◆ Exercise materials
↓
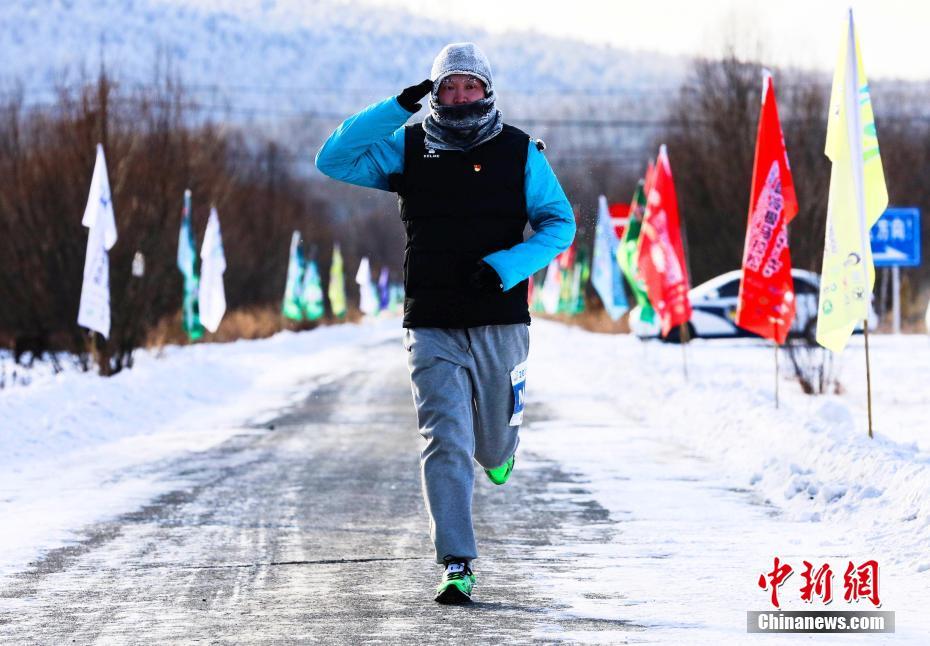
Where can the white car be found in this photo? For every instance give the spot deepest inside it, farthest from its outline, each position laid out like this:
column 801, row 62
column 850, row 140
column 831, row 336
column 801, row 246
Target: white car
column 713, row 307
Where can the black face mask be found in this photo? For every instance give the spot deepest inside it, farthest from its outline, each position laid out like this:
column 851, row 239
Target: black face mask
column 463, row 126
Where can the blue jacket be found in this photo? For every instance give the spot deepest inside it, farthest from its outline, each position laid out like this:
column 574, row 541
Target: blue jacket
column 369, row 146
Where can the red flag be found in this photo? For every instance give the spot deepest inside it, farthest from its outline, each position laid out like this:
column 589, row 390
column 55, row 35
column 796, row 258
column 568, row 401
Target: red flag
column 567, row 258
column 619, row 216
column 661, row 255
column 766, row 295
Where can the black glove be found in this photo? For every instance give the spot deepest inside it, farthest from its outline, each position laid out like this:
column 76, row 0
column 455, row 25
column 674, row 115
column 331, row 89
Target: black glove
column 485, row 279
column 409, row 97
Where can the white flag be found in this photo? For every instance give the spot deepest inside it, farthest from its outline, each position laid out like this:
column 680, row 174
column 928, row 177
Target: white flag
column 552, row 286
column 368, row 303
column 212, row 267
column 605, row 272
column 94, row 311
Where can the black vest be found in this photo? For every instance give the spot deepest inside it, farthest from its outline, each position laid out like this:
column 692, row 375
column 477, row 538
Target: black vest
column 458, row 207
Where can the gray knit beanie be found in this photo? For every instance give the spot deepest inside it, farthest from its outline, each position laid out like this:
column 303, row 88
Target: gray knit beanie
column 461, row 58
column 464, row 126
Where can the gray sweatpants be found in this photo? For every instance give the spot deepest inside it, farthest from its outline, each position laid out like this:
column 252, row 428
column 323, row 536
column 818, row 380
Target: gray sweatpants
column 463, row 392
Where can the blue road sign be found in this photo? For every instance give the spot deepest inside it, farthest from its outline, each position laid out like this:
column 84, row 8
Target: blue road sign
column 896, row 238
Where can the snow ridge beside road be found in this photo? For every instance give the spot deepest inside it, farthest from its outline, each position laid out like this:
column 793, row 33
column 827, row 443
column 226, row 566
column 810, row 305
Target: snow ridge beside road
column 811, row 457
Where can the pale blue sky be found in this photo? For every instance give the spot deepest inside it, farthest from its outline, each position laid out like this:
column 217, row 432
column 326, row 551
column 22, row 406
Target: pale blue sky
column 893, row 34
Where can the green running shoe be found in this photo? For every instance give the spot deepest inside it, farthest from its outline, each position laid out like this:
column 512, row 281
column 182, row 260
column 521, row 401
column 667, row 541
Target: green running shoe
column 457, row 583
column 500, row 474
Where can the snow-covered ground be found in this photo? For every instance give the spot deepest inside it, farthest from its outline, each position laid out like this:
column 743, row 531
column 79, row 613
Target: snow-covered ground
column 708, row 481
column 716, row 482
column 67, row 441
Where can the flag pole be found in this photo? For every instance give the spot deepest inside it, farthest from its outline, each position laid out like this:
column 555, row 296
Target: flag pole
column 775, row 341
column 683, row 338
column 868, row 373
column 854, row 132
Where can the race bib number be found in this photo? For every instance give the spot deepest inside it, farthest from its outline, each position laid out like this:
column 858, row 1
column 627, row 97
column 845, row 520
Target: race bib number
column 518, row 381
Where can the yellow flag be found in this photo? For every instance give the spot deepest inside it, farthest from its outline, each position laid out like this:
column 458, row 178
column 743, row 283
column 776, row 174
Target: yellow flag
column 857, row 199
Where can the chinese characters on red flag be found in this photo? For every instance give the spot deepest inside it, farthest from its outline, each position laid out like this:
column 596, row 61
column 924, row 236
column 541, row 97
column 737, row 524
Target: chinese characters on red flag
column 859, row 582
column 818, row 583
column 775, row 578
column 661, row 255
column 766, row 298
column 862, row 582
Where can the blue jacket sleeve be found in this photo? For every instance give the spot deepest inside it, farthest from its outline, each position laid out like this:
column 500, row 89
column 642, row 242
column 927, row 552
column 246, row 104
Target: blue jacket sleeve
column 366, row 147
column 551, row 218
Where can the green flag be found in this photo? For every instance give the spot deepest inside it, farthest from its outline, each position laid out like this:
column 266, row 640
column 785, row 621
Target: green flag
column 292, row 306
column 312, row 293
column 187, row 264
column 581, row 276
column 627, row 252
column 337, row 287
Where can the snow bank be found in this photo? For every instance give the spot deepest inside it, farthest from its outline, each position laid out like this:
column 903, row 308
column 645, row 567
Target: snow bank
column 811, row 457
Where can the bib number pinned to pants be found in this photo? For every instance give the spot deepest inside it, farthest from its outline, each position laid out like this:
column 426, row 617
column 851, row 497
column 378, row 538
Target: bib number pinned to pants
column 518, row 381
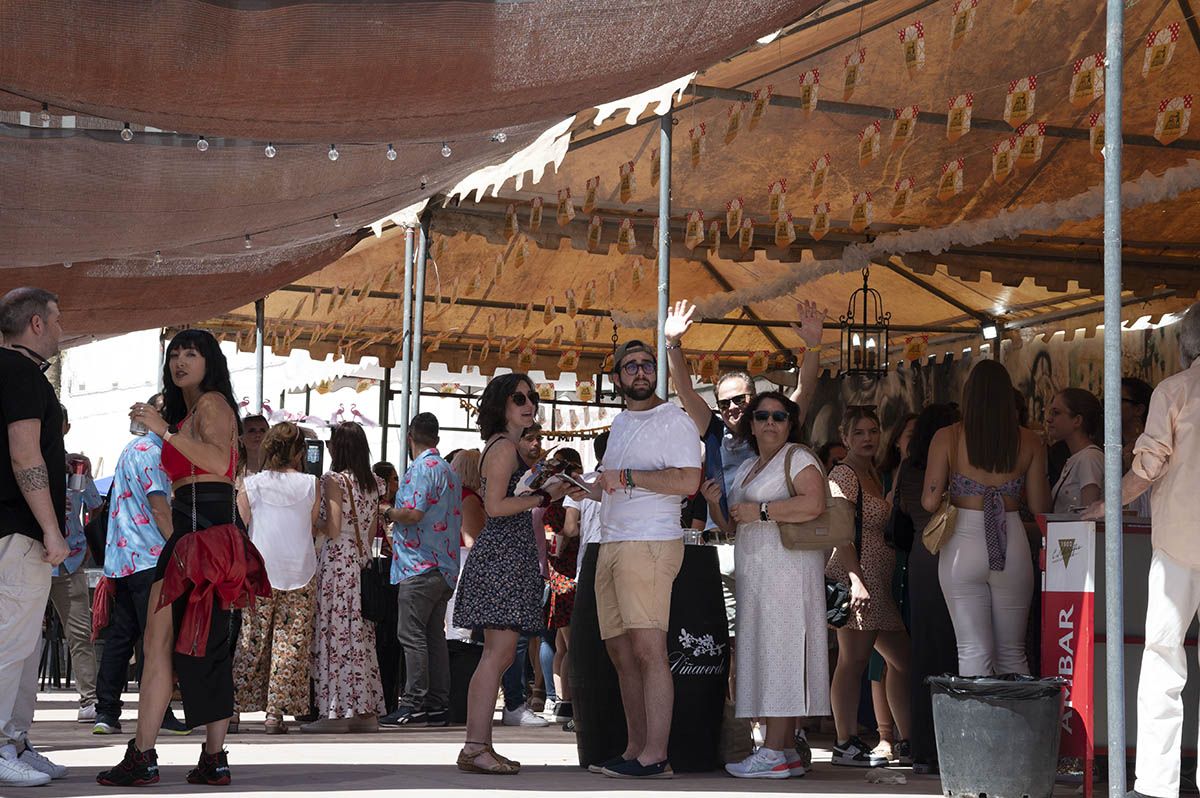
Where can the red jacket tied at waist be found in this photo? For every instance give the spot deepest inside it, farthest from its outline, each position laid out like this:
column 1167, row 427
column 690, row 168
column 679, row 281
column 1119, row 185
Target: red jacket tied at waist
column 219, row 562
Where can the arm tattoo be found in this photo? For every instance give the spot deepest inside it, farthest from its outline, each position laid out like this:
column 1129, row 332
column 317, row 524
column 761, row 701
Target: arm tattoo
column 31, row 480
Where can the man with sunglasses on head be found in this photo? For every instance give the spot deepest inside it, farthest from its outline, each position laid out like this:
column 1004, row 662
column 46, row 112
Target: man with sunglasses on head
column 652, row 460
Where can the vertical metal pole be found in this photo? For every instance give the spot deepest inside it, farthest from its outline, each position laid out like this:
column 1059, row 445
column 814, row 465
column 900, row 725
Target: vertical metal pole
column 664, row 244
column 406, row 348
column 259, row 323
column 1114, row 592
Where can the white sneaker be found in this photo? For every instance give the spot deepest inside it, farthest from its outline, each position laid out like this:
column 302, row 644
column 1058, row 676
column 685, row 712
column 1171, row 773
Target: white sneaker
column 40, row 763
column 763, row 763
column 522, row 717
column 15, row 773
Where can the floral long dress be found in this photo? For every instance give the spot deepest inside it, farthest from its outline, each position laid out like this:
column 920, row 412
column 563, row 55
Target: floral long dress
column 345, row 666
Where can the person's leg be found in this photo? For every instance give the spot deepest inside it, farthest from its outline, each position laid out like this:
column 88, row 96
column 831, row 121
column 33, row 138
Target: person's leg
column 1173, row 597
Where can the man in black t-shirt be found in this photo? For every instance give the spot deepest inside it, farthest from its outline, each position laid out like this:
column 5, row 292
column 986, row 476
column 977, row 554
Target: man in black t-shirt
column 33, row 504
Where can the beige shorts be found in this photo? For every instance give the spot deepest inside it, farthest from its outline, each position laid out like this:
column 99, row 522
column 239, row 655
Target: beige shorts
column 634, row 580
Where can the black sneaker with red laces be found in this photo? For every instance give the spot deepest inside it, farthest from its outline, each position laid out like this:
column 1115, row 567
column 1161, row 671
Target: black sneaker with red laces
column 213, row 768
column 137, row 769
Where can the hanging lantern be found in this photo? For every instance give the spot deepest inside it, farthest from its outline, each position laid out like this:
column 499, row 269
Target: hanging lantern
column 864, row 339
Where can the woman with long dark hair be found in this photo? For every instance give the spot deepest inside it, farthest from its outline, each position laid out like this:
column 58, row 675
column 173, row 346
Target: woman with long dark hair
column 199, row 429
column 345, row 666
column 501, row 586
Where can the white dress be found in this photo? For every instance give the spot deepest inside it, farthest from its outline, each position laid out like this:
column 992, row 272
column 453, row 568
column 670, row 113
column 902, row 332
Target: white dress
column 783, row 637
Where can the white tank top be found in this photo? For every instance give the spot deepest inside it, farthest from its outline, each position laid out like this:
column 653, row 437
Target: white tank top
column 281, row 526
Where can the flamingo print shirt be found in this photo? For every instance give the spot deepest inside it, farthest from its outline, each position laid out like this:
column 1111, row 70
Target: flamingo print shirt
column 429, row 486
column 133, row 538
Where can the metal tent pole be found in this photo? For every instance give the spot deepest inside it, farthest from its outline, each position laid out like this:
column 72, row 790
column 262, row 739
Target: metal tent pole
column 664, row 281
column 406, row 348
column 1114, row 588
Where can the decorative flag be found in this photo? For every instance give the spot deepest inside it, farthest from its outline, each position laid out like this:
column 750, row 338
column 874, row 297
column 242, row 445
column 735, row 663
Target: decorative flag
column 952, row 179
column 1002, row 159
column 733, row 216
column 958, row 117
column 912, row 39
column 1159, row 49
column 820, row 169
column 1021, row 99
column 760, row 100
column 869, row 143
column 1087, row 79
column 862, row 211
column 820, row 223
column 810, row 85
column 625, row 238
column 900, row 199
column 696, row 136
column 565, row 207
column 963, row 21
column 1030, row 138
column 1174, row 115
column 853, row 64
column 628, row 181
column 905, row 125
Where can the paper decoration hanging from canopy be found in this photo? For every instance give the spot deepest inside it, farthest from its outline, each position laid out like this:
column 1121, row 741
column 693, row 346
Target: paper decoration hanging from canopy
column 810, row 87
column 820, row 169
column 759, row 102
column 912, row 40
column 628, row 181
column 958, row 117
column 904, row 127
column 961, row 21
column 820, row 222
column 1021, row 99
column 1087, row 79
column 869, row 143
column 853, row 77
column 1030, row 139
column 951, row 184
column 1159, row 49
column 903, row 190
column 1174, row 117
column 862, row 211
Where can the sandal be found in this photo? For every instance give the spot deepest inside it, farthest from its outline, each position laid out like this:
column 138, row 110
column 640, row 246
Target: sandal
column 503, row 766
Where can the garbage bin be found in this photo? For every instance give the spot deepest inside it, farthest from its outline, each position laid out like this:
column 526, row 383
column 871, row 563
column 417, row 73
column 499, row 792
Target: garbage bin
column 996, row 737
↑
◆ Task to carry out
Copy the data from the line containing "Where can the man with" through the line containing "column 1114, row 592", swapping every "metal" for "steel" and leaving everything else as it stands.

◆ Complete answer
Where can the man with sunglasses on head be found in this photo? For every instance give the spot deepest inside it, farthest from its outline, each position laid out like this:
column 1004, row 662
column 46, row 112
Target: man with sunglasses on head
column 652, row 460
Where can the vertical steel pole be found in this photo? For every instance give the spot deepest inside it, farthest from its outline, each position laid out like this:
column 1059, row 445
column 814, row 465
column 900, row 725
Target: vertical steel pole
column 664, row 244
column 406, row 348
column 259, row 323
column 1114, row 592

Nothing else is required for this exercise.